::: Exercise inputs

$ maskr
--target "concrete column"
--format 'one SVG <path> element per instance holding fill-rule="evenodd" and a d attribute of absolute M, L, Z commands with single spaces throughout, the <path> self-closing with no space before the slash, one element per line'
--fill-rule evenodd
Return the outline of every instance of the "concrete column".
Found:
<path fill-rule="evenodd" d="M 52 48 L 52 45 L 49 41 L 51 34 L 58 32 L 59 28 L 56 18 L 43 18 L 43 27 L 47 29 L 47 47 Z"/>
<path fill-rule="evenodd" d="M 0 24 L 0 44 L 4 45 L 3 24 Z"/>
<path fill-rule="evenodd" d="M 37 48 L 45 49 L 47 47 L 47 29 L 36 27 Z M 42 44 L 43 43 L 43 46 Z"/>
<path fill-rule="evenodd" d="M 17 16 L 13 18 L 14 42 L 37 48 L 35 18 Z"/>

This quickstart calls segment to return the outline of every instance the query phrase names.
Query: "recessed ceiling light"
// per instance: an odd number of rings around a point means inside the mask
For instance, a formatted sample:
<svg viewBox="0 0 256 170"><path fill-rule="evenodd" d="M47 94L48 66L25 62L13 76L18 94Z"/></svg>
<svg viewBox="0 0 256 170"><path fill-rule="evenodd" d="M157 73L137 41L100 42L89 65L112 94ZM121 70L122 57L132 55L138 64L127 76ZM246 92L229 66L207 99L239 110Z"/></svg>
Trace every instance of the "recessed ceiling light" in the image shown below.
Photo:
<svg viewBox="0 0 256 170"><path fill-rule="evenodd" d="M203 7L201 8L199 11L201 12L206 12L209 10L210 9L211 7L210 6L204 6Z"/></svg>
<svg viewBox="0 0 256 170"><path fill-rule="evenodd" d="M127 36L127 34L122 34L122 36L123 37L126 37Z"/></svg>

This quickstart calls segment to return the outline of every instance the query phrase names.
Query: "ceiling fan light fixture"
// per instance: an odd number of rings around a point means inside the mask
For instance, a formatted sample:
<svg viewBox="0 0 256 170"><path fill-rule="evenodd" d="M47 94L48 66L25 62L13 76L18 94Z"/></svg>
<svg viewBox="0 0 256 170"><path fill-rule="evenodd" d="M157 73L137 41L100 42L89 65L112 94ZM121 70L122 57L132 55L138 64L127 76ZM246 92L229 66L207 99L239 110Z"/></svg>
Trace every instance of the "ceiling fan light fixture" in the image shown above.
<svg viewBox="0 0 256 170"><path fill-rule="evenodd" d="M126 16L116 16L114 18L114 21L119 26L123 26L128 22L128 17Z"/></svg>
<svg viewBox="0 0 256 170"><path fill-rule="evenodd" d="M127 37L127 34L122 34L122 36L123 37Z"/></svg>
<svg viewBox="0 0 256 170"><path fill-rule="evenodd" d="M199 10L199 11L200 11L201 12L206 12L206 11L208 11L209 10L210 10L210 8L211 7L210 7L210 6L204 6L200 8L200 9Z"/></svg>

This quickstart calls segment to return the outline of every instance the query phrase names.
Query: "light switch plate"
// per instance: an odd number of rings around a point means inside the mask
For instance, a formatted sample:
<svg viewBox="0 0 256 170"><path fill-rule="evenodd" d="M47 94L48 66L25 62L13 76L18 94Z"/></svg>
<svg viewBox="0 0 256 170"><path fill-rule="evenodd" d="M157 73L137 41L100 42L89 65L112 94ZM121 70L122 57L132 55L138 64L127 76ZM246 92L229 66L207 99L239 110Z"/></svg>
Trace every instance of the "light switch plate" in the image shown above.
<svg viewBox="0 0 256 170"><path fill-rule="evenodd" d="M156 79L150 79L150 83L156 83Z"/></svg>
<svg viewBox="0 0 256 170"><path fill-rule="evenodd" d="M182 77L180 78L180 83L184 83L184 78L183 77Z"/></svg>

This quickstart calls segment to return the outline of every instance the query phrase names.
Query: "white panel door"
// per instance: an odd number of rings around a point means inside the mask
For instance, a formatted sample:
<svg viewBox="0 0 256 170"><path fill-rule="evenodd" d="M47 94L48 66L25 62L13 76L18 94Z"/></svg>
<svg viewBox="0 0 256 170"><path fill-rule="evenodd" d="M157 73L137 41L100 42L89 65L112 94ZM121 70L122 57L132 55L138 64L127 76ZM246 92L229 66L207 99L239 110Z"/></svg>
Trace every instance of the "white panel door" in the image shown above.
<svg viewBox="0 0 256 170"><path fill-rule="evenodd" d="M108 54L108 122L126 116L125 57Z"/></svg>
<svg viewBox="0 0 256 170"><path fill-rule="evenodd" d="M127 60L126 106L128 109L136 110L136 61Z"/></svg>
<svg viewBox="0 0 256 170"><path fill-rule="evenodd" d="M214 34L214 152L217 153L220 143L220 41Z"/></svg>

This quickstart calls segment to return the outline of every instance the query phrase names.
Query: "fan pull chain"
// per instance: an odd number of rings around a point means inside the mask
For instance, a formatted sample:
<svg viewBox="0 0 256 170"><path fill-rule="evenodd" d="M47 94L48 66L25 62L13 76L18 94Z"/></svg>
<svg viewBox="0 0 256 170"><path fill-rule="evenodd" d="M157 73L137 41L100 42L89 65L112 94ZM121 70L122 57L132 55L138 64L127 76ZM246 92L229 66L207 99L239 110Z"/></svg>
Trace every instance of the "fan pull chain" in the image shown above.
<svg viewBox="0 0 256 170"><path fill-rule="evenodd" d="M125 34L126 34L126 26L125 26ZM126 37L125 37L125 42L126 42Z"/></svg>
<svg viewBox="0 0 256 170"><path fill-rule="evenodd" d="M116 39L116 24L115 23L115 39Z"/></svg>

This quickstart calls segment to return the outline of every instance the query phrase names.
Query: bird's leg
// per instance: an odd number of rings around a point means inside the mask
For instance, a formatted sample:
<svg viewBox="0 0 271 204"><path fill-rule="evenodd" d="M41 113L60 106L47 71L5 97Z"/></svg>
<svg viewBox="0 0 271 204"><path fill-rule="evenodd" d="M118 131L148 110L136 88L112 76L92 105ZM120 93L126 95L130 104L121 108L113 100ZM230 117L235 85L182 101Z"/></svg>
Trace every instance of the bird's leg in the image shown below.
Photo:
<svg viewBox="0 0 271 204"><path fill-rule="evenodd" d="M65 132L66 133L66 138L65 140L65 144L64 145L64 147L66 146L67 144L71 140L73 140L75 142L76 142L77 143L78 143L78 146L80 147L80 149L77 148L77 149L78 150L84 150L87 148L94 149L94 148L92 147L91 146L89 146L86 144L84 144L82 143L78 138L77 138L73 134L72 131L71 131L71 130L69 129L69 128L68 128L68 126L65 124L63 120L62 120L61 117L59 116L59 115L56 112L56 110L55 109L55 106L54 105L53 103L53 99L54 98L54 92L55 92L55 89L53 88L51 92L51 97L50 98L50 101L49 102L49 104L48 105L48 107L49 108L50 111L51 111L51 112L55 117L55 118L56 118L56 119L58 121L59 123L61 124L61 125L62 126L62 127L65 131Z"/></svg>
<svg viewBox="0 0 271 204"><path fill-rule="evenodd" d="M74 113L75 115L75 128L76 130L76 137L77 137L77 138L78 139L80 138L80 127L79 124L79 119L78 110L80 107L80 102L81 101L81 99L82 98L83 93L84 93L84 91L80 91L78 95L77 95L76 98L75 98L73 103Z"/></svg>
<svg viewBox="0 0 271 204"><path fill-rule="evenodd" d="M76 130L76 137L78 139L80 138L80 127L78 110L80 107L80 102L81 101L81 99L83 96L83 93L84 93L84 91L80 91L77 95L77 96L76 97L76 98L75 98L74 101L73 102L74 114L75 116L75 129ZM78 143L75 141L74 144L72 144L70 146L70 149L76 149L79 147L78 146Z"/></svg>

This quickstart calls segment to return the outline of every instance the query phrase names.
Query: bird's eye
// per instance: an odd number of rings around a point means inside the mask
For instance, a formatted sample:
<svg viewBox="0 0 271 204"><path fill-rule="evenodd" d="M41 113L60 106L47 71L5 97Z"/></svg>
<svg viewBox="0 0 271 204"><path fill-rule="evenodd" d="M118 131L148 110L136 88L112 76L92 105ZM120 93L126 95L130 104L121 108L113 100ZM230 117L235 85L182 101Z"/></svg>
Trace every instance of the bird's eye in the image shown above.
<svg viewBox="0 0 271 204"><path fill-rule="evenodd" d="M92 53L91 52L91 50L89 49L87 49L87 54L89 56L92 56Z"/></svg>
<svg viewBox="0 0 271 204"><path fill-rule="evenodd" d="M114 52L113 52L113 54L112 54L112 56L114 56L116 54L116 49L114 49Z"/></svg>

::::::

- Task brief: Return, unchanged, the lines of the material from its start up to and including the line that contains "0 24 L 0 44".

- Result of the task:
$ maskr
--target "concrete column"
--format 'one SVG <path> element per instance holding fill-rule="evenodd" and a d attribute of absolute M, L, Z commands with single spaces throughout, the <path> self-closing with no space before the slash, one element per line'
--fill-rule evenodd
Return the outline of every instance of the "concrete column".
Found:
<path fill-rule="evenodd" d="M 52 48 L 52 45 L 49 41 L 51 34 L 58 32 L 59 28 L 56 18 L 43 18 L 43 27 L 47 29 L 47 47 Z"/>
<path fill-rule="evenodd" d="M 0 24 L 0 44 L 4 45 L 3 24 Z"/>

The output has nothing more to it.